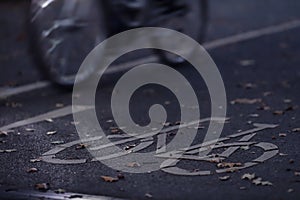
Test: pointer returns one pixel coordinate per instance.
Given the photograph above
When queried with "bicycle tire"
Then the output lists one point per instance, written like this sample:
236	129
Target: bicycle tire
87	28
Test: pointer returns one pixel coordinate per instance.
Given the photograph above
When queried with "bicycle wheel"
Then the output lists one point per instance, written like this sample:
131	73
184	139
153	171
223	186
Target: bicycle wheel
62	33
191	19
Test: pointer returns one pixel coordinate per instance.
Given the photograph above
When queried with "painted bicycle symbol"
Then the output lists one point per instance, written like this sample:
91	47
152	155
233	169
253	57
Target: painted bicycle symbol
172	158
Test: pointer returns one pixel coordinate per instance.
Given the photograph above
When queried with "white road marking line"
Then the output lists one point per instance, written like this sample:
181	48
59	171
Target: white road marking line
10	91
42	117
51	195
252	34
7	92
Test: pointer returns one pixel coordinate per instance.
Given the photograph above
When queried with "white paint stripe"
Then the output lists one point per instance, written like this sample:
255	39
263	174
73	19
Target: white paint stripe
6	92
51	195
252	34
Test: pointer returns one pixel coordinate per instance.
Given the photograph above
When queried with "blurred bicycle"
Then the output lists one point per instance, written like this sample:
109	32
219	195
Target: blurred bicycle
63	32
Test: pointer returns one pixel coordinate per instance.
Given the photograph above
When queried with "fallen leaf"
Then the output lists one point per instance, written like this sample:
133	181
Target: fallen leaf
81	146
246	63
60	191
296	130
148	195
3	133
287	101
35	160
246	101
31	170
58	142
121	176
254	115
229	165
278	112
266	94
29	129
8	150
264	107
283	154
74	123
133	164
109	179
128	147
42	186
224	178
51	132
248	176
290	190
59	105
282	134
49	120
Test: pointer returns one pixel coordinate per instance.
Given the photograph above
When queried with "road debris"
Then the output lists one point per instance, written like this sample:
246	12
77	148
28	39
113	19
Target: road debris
51	132
282	134
35	160
290	190
29	129
246	63
256	180
8	150
248	176
109	179
148	195
133	164
296	130
228	165
58	142
60	191
246	101
32	170
42	186
49	120
224	178
278	112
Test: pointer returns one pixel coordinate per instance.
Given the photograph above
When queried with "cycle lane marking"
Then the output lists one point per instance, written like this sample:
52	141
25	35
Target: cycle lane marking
245	36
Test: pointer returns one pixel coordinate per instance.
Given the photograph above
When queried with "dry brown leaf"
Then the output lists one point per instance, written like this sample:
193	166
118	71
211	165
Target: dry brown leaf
8	150
228	165
290	190
81	146
42	186
296	130
59	105
282	134
36	160
60	191
148	195
32	170
29	129
51	132
58	142
224	178
3	133
109	179
246	101
248	176
49	120
133	164
246	63
278	112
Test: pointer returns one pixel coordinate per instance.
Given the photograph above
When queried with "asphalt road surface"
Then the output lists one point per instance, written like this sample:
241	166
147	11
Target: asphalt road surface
255	45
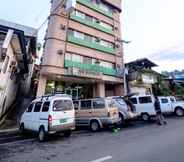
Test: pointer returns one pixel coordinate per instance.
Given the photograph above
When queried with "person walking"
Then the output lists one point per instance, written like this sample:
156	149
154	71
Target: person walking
159	117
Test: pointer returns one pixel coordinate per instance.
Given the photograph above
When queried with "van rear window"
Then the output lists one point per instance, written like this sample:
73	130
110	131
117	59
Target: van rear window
62	105
99	104
144	100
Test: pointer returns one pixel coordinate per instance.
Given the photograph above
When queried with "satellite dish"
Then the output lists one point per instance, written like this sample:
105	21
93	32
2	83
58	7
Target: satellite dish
70	5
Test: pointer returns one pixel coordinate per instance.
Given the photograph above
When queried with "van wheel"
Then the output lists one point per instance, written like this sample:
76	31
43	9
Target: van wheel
41	134
22	129
179	111
68	133
94	126
122	120
145	116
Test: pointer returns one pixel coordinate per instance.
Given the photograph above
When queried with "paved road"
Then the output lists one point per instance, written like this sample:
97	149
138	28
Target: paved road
138	143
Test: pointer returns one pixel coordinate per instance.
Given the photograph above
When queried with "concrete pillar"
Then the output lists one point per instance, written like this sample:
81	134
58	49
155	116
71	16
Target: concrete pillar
100	89
119	90
41	86
94	90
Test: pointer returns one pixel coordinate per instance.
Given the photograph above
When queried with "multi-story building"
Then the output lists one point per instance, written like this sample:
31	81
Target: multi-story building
141	77
83	50
17	52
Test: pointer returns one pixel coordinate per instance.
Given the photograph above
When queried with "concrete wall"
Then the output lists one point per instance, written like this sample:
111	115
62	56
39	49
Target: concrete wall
9	86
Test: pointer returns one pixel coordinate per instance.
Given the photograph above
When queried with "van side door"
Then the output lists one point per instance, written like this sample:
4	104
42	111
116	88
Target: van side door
166	106
146	105
44	114
62	112
100	111
85	112
27	116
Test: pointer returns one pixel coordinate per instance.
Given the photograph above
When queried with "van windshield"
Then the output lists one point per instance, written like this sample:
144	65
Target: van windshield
120	101
62	105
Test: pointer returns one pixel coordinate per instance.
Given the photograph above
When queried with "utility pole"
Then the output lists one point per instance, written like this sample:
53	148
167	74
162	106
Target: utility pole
125	70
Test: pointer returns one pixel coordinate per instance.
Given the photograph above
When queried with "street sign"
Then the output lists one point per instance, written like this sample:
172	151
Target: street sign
70	5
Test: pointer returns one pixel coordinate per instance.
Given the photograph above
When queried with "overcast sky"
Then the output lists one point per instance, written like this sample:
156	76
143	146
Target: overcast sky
155	27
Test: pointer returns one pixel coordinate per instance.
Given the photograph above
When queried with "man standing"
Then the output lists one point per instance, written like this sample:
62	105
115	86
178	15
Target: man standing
159	117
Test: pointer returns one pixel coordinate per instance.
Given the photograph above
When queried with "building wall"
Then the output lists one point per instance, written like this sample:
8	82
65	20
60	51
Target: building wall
57	45
9	86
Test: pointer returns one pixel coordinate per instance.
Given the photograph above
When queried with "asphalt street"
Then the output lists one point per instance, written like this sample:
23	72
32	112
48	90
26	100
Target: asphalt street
143	142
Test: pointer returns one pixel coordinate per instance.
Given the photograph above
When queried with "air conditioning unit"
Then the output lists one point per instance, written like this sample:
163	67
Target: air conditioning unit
117	45
60	52
116	28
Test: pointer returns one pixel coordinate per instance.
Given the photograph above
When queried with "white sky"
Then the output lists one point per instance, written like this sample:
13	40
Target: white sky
155	27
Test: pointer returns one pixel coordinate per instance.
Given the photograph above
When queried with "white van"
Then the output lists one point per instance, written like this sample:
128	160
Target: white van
126	112
96	113
48	115
168	104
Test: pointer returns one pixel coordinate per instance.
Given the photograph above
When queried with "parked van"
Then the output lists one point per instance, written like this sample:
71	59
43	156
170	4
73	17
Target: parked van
96	113
168	104
49	114
126	112
144	105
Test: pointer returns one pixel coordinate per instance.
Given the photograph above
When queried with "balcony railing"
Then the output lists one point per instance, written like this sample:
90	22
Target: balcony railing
91	24
95	7
91	68
90	44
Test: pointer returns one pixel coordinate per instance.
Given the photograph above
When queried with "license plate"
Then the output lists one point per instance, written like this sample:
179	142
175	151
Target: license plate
63	120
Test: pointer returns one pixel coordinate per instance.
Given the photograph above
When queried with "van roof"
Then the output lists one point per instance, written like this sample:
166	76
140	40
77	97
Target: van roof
52	96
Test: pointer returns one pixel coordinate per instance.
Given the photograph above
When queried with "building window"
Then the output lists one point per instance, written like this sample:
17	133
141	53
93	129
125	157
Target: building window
104	7
87	60
89	18
78	35
86	105
105	25
80	14
107	65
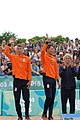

**Exercise prompt**
Count the lines in the data above that contain the word "windshield", treating uppercase and lowercase as different, and give only the number.

**Answer for this exercise**
2